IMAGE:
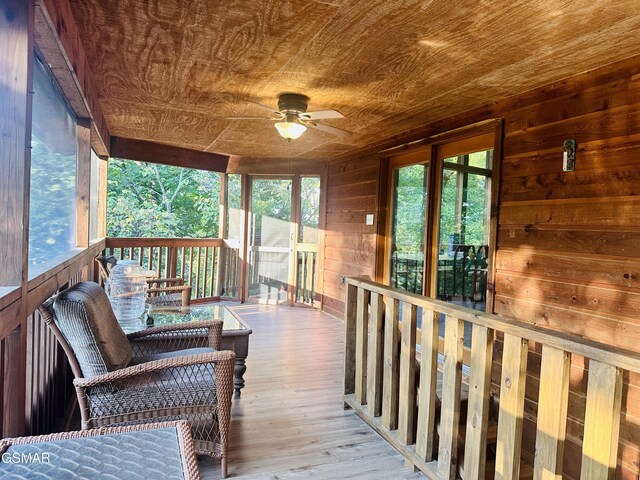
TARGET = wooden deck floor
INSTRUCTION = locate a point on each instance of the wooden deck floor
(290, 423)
* * * * *
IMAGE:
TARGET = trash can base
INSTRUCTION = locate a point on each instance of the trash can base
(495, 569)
* * * * *
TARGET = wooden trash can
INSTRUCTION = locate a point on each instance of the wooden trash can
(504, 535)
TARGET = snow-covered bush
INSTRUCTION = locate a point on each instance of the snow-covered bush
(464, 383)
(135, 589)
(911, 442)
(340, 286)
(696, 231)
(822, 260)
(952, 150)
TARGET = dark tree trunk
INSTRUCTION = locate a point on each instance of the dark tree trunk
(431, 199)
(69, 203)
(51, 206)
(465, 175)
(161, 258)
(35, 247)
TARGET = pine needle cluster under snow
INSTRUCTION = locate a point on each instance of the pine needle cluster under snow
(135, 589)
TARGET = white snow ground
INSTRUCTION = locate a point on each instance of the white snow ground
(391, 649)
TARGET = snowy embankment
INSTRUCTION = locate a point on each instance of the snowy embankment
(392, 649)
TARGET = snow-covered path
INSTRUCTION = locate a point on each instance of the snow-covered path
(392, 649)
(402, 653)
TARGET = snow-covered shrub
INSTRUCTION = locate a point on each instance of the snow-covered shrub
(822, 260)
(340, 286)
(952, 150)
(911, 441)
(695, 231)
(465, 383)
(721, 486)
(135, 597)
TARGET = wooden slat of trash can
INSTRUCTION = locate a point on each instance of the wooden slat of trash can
* * * * *
--- Requirements ---
Copy out, word for word, the lines above from the one containing "TARGET = snow-covered path" to the one containing "the wooden slat of trash can", including both of those lines.

--- Correct result ---
TARGET = snow-covered path
INSTRUCTION = locate a point on each instance of the snow-covered path
(392, 649)
(402, 653)
TARGET = snow-covered shrub
INSTRUCTION = locate a point on each instance of the snow-covered shrub
(822, 260)
(340, 286)
(952, 150)
(911, 441)
(695, 231)
(465, 383)
(721, 486)
(135, 597)
TARGET = wooden slat of trash can
INSTRUCTION = locate a point on each instance of the wooden slat of trash can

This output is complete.